#### PROBLEM STATEMENT:
Reproduce each record exactly, but exclude every picture.

:::::

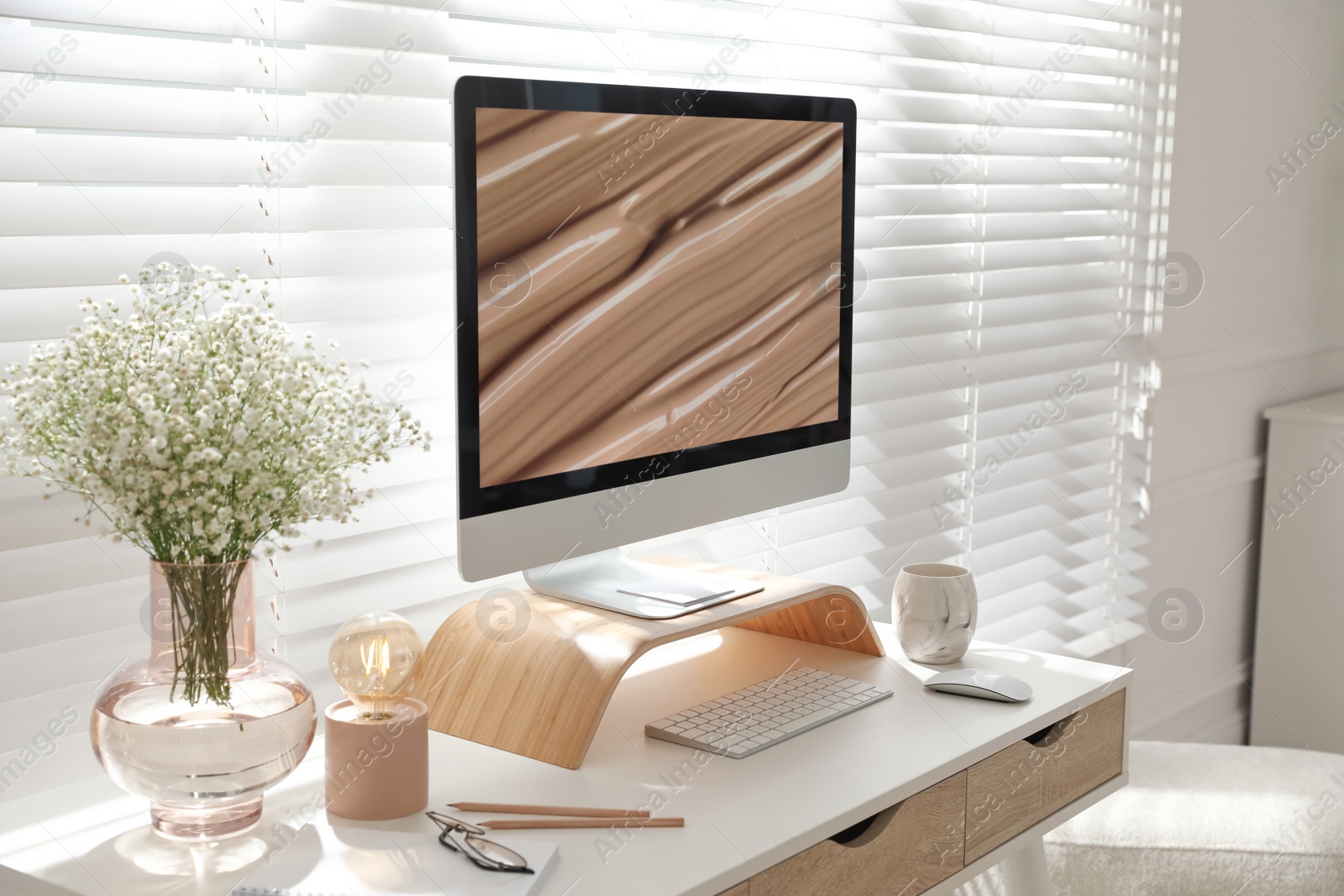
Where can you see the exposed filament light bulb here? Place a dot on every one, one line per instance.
(374, 660)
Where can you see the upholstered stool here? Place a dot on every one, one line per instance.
(1206, 820)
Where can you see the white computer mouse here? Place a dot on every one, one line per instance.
(981, 683)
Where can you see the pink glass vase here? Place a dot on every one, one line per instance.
(203, 765)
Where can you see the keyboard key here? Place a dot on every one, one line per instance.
(806, 720)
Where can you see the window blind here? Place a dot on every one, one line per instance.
(1011, 201)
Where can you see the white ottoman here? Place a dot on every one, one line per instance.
(1206, 820)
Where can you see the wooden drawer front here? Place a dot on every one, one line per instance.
(906, 849)
(1016, 788)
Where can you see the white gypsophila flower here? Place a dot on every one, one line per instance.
(195, 421)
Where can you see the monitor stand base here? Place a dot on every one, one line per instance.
(612, 580)
(537, 680)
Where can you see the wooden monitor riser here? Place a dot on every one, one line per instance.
(539, 687)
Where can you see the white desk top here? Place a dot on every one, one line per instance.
(743, 815)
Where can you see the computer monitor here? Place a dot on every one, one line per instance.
(655, 324)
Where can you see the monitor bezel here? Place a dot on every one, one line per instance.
(476, 92)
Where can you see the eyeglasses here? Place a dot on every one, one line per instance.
(465, 839)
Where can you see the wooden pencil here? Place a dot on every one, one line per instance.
(538, 824)
(551, 810)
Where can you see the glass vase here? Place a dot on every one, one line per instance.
(203, 765)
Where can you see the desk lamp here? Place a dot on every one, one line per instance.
(376, 738)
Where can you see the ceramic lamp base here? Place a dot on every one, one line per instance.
(376, 770)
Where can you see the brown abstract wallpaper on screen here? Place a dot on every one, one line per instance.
(651, 284)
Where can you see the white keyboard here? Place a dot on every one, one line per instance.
(749, 720)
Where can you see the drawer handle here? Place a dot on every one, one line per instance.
(869, 829)
(1050, 735)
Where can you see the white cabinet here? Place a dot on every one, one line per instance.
(1299, 674)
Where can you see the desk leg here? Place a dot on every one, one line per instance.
(1025, 872)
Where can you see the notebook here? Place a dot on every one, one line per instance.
(366, 859)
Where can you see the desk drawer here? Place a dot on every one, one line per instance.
(906, 849)
(1026, 782)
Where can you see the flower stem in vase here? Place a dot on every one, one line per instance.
(202, 597)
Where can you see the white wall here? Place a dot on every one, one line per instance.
(1254, 76)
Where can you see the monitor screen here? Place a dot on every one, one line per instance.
(659, 284)
(648, 284)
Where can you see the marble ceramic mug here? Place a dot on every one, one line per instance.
(934, 610)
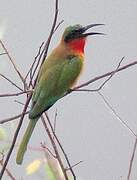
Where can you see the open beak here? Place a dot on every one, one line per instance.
(84, 29)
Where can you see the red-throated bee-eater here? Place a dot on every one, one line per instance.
(57, 75)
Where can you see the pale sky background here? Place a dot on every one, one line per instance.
(86, 127)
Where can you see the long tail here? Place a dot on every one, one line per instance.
(23, 146)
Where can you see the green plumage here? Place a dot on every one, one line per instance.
(57, 75)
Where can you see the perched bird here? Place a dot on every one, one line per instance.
(57, 75)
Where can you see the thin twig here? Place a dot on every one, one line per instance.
(12, 118)
(103, 84)
(74, 165)
(2, 54)
(132, 159)
(55, 148)
(104, 75)
(11, 82)
(15, 137)
(12, 61)
(16, 94)
(116, 114)
(46, 148)
(7, 171)
(55, 120)
(35, 59)
(61, 147)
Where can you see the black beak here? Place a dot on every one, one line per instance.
(84, 29)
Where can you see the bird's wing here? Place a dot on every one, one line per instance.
(53, 83)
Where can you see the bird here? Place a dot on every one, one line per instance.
(57, 75)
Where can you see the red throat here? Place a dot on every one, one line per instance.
(78, 45)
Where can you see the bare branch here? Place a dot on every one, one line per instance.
(15, 94)
(15, 137)
(11, 82)
(7, 171)
(104, 75)
(12, 61)
(74, 165)
(61, 147)
(2, 54)
(12, 118)
(54, 147)
(132, 159)
(115, 113)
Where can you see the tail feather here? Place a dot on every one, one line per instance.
(23, 146)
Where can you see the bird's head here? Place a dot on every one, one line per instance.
(75, 36)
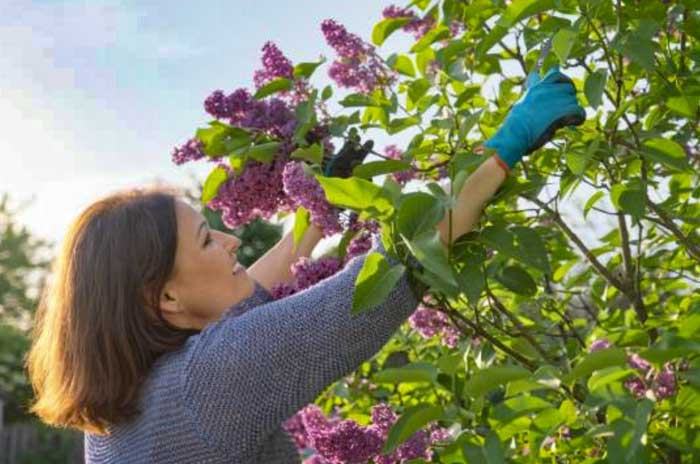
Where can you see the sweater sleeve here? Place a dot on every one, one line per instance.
(250, 373)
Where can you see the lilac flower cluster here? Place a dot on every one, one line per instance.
(305, 191)
(357, 65)
(418, 27)
(662, 384)
(272, 116)
(189, 151)
(275, 65)
(599, 344)
(362, 241)
(345, 441)
(429, 322)
(257, 192)
(393, 152)
(307, 272)
(650, 382)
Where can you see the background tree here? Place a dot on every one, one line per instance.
(557, 340)
(23, 269)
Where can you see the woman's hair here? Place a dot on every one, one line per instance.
(97, 329)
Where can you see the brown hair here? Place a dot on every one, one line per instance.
(96, 334)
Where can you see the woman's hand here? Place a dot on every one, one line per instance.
(547, 105)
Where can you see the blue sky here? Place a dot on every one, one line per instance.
(94, 95)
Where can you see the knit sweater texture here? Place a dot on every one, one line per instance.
(223, 396)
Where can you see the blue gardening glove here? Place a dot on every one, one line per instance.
(548, 104)
(349, 156)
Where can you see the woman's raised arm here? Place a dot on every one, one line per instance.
(274, 266)
(477, 190)
(245, 375)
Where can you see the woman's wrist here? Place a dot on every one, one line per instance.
(497, 158)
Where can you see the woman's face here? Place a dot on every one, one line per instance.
(207, 278)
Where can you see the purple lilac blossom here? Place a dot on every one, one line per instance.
(257, 192)
(636, 386)
(305, 191)
(315, 459)
(599, 344)
(639, 363)
(347, 442)
(429, 322)
(272, 116)
(357, 65)
(306, 273)
(189, 151)
(393, 152)
(275, 65)
(418, 27)
(664, 384)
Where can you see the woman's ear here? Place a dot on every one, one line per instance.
(169, 302)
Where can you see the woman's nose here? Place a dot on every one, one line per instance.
(234, 243)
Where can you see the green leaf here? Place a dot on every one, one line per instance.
(666, 152)
(305, 70)
(358, 99)
(302, 219)
(628, 198)
(374, 283)
(485, 380)
(493, 449)
(562, 42)
(532, 248)
(608, 375)
(265, 152)
(327, 92)
(383, 29)
(216, 177)
(404, 65)
(417, 89)
(577, 162)
(517, 279)
(594, 87)
(412, 420)
(274, 86)
(522, 9)
(418, 213)
(591, 202)
(312, 153)
(496, 34)
(357, 194)
(237, 161)
(418, 372)
(472, 282)
(640, 49)
(686, 105)
(399, 124)
(500, 238)
(596, 361)
(221, 139)
(377, 168)
(430, 252)
(438, 33)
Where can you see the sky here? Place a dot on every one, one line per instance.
(95, 94)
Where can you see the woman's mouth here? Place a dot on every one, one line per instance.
(237, 268)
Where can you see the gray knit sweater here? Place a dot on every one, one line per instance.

:::::

#### SOLUTION TO THIS EXERCISE:
Where can you see the exposed filament light bulb here? Place a dot on every one, one line per instance.
(374, 660)
Where can you see the upholstered stool here? Place a dot on every one, one line per instance.
(1206, 820)
Where can you see the white computer mouse here? Place a dot on every one, one line per instance.
(981, 683)
Where can you see the pink glass vase here? Place a dot on every one, one line per instance.
(203, 765)
Where can you see the keyboard key here? Place a dot on every one, one line per instance.
(806, 720)
Where can you see the window blind here? Place a dot on every one, one line per instance.
(1011, 201)
Where can you see the white ottoman here? Place a dot on every one, one line per instance.
(1206, 820)
Where can you see the wooden drawer front here? Place a dot on every one, one line per instance.
(906, 849)
(1016, 788)
Where can you see the white gypsophila flower here? Place a dot on every one, one line per instance.
(195, 421)
Where can you see the monitor stand base here? Place a dot on every one, one line per instance.
(612, 580)
(537, 680)
Where can you see the wooden monitor riser here? Place a dot on every one, one line per instance.
(539, 687)
Where can you see the white desk top here? Place a dot on every one, one line per instance.
(743, 815)
Where can you see the computer monitor here? Place a dot on every one, one line per instance.
(655, 324)
Where can you see the monitor bezel here? Place a dot on every one, one line per instance.
(476, 92)
Where can you see the eyeglasses here? Place a dot on every one, one line per instance.
(465, 839)
Where can you see the wooden pencil here? Place a dot on every one, one line per instance.
(538, 824)
(551, 810)
Where can you see the glass vase here? Place a dot on every one, one line per instance.
(203, 765)
Where can you see the desk lamp here? Place a dot on every one, one line per instance.
(376, 738)
Where can you see the ceramic lamp base here? Place a dot on every one, one line per instance.
(376, 770)
Where can you see the brown abstract wallpaper on screen here? Place a dot on every one, one line per instance.
(651, 284)
Where can you see the white keyboard here? Place a dot on every one, one line per instance.
(749, 720)
Where can you see the drawer handle here? Place a dot on every one, one line per instance.
(869, 829)
(1050, 735)
Where can you see the white cabinet here? Place a dot on every one, one line per instance.
(1299, 674)
Where can you see the desk leg here? Place a dot on every one, one line per instance.
(1025, 872)
Where can you see the notebook here? Place a dot on every one, one line per instance.
(366, 859)
Where can you see the desk drawer here? Place a dot on every one, one line per instance.
(906, 849)
(1026, 782)
Where can you see the flower stem in vase here? Place a dot on every one, one line per instance.
(202, 597)
Where can you see the white wall here? Place a dot on every one, one line per instance.
(1254, 76)
Where can you see the monitor screen here? Place a dot on every one, one line per instance.
(659, 284)
(648, 284)
Where can you see the marble ceramic mug here? Place a dot on every one, one line per instance.
(934, 610)
Where can you see the open beak here? Place a dot on every one, one line per instance.
(84, 29)
Where can you see the red-throated bee-eater here? Place a dot on every one, one line per instance.
(57, 75)
Where can you see the pale sky background here? Place a dot on every one, one line per instance.
(86, 127)
Where can you see the long tail here? Place a dot on every one, one line per instance.
(23, 146)
Where can you see the green plumage here? Place a dot on every one, one line per instance.
(57, 75)
Where can you see the perched bird here? Place a dot on every one, one line per instance.
(57, 75)
Where can you see the thin twig here? Place a dot on every one, one line per instance.
(12, 118)
(103, 84)
(74, 165)
(2, 54)
(132, 159)
(55, 148)
(104, 75)
(11, 82)
(15, 137)
(12, 61)
(16, 94)
(116, 114)
(46, 148)
(7, 171)
(55, 120)
(35, 59)
(61, 147)
Where can you see the black beak here? Place a dot on every one, one line per instance.
(84, 29)
Where can you see the bird's wing here? Place a dot on every one, one line per instance.
(53, 83)
Where can you see the bird here? Place a dot on every one, one line per instance.
(57, 75)
Where can you see the red throat here? Place a dot on every one, one line per instance.
(78, 45)
Where can you see the bare branch here? Place a dot on every one, one line per instance.
(15, 94)
(15, 137)
(11, 82)
(7, 171)
(104, 75)
(12, 61)
(74, 165)
(61, 147)
(2, 54)
(12, 118)
(54, 147)
(132, 159)
(115, 113)
Where can you see the tail feather here? Place a dot on every one, one line per instance.
(23, 146)
Where can you see the bird's head here? Place a dot on every one, one line per instance.
(75, 36)
Where can you see the sweater sleeve here? Place a dot on every one, one line per instance.
(250, 373)
Where can you see the lilac flower cluster here? Place a dot on every one, one line per instance.
(305, 191)
(357, 65)
(418, 27)
(662, 384)
(272, 116)
(189, 151)
(275, 65)
(599, 344)
(362, 241)
(345, 441)
(429, 322)
(257, 192)
(393, 152)
(307, 272)
(650, 382)
Where can you see the background tree here? Place a dot on every one, one line per instance.
(557, 340)
(23, 269)
Where can you see the woman's hair here? Place a dot on every one, one line per instance.
(97, 329)
Where can you see the brown hair here? Place a dot on every one, one line per instance.
(96, 334)
Where can you see the woman's hand here? Place a dot on every one, one line per instance.
(547, 105)
Where can you see the blue sky here? Place a dot on every one, one line per instance.
(94, 95)
Where can you see the knit sweater texture here? Place a dot on every one, one line per instance.
(223, 396)
Where can you see the blue gardening glove here? Place a dot on every one, one line per instance.
(548, 104)
(349, 156)
Where can you see the woman's raised arm here? Place a dot on every one, one line per instance.
(274, 266)
(477, 190)
(245, 375)
Where can you see the woman's wrist here? Place a dot on every one, one line per instance.
(497, 158)
Where can you see the woman's face here? Place a dot on every one, one line per instance.
(207, 278)
Where can you see the purple lilac blossom here? Place a dot on every one, one line per instance.
(257, 192)
(636, 386)
(305, 191)
(315, 459)
(599, 344)
(639, 363)
(347, 442)
(429, 322)
(272, 116)
(357, 65)
(306, 273)
(189, 151)
(393, 152)
(275, 65)
(418, 27)
(664, 384)
Where can you see the woman's ear here? Place a dot on every one, one line per instance.
(169, 302)
Where can you see the woman's nose here? Place a dot on every one, one line per instance.
(234, 243)
Where can you see the green leaf here? Place a dot on every one, one line per instance.
(666, 152)
(305, 70)
(358, 99)
(302, 219)
(628, 198)
(374, 283)
(485, 380)
(493, 449)
(562, 42)
(532, 248)
(608, 375)
(265, 152)
(327, 92)
(383, 29)
(216, 177)
(404, 65)
(417, 89)
(577, 162)
(517, 279)
(594, 87)
(412, 420)
(274, 86)
(522, 9)
(418, 213)
(591, 202)
(312, 153)
(496, 34)
(357, 194)
(237, 161)
(418, 372)
(472, 282)
(640, 49)
(686, 105)
(399, 124)
(500, 238)
(596, 361)
(221, 139)
(377, 168)
(430, 252)
(438, 33)
Where can you see the sky here? Place a dot on every one, one line per instance.
(95, 94)
Where can you see the woman's mouth here? Place a dot on every one, one line per instance.
(237, 268)
Where can you see the gray knit sweater here? Place a dot on every one, one line per instance.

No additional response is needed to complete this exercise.